EXTRACT PROVIDED:

+--

17.Severability. If any provision or provisions of this Agreement shall be held to be invalid, illegal, or unenforceable as applied to any person or entity or circumstance for any reason whatsoever, then, to the fullest extent permitted by law (a) the validity, legality, and enforceability of such provision in any other circumstance and of the remaining provisions of this Agreement (including, without limitation, all portions of any paragraphs of this Agreement containing any such provision held to be invalid, illegal, or unenforceable, that are not by themselves invalid, illegal, or unenforceable) and the application of such provision to other persons or entities or circumstances shall not in any way be affected or impaired thereby, and (b) to the fullest extent possible, the provisions of this Agreement (including, without limitation, all portions of any paragraph of this Agreement containing any such provision held to be invalid, illegal, or unenforceable, that are not themselves invalid, illegal, or unenforceable) shall be construed so as to give effect to the intent of the parties that the Company provide protection to the Indemnitee to the fullest extent set forth in this Agreement.

+--

Rewrite the paragraph beginning "17.Severability" from the severability clause above as a short list that keeps its main facts.

+--

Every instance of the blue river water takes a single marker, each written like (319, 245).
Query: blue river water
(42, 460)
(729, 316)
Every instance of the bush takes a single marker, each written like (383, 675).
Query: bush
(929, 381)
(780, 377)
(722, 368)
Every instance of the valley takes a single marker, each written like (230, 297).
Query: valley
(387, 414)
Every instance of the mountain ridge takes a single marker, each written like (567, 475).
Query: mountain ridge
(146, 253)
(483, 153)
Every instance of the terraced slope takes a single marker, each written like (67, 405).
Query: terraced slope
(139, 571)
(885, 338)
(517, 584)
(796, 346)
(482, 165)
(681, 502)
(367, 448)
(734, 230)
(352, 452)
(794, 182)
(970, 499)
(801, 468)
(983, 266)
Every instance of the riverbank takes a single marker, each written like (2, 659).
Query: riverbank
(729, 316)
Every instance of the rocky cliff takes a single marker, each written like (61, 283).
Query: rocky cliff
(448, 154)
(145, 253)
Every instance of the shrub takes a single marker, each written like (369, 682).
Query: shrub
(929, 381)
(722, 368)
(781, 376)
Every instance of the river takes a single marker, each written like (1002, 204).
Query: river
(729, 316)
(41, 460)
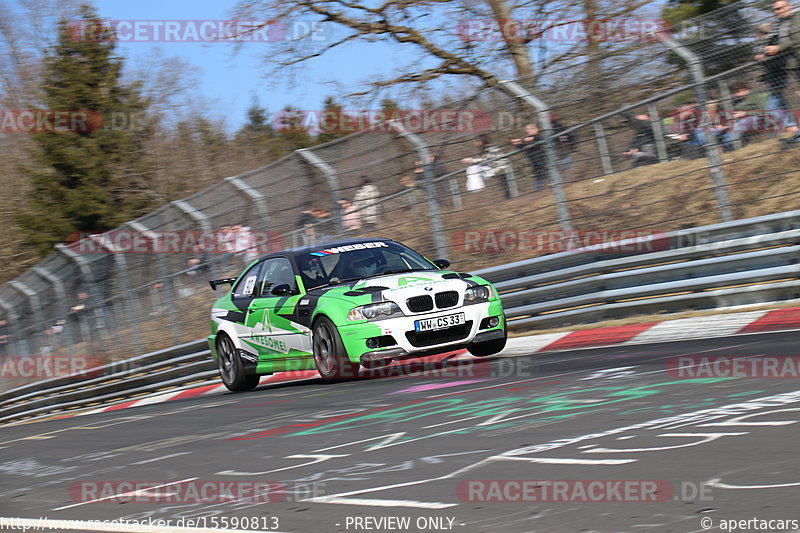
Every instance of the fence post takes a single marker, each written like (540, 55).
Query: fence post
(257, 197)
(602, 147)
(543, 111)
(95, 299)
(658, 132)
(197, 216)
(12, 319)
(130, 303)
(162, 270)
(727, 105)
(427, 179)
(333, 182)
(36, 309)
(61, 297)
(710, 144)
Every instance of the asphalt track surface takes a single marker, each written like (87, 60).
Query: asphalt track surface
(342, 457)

+--

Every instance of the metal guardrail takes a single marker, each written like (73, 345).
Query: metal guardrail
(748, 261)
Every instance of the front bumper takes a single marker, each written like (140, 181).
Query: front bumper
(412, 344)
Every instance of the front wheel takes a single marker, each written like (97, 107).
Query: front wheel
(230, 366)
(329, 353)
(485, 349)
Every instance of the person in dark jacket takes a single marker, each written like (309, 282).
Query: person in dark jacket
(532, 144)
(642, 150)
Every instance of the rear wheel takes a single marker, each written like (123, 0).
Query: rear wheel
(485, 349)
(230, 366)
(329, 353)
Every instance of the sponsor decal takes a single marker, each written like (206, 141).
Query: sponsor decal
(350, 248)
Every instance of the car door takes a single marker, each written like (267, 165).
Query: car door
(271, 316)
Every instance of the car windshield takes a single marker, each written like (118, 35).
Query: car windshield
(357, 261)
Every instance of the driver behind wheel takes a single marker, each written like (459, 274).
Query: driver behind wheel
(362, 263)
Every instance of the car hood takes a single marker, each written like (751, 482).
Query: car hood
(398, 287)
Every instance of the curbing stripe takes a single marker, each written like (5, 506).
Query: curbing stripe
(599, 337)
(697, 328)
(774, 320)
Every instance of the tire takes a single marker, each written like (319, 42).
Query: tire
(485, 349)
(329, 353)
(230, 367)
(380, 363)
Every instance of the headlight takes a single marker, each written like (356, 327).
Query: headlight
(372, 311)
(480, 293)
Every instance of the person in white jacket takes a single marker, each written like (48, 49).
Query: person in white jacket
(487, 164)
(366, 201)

+--

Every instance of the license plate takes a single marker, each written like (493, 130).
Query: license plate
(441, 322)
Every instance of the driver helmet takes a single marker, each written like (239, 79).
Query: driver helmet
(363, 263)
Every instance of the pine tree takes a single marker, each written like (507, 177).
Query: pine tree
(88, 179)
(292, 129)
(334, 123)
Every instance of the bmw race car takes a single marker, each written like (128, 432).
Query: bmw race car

+--

SOLVED EXERCISE:
- If any provision of the Agreement is held invalid, illegal, or unenforceable as applied to any person, entity, or circumstance, the following applies to the fullest extent permitted by law.
- The provision stays valid, legal, and enforceable in other circumstances and as applied to other persons or entities.
- The remaining provisions are not affected or impaired. This includes the valid portions of any paragraph that contains the invalid provision.
- To the fullest extent possible, the Agreement's provisions are to be construed to give effect to the parties' intent that the Company protect the Indemnitee to the fullest extent the Agreement sets forth.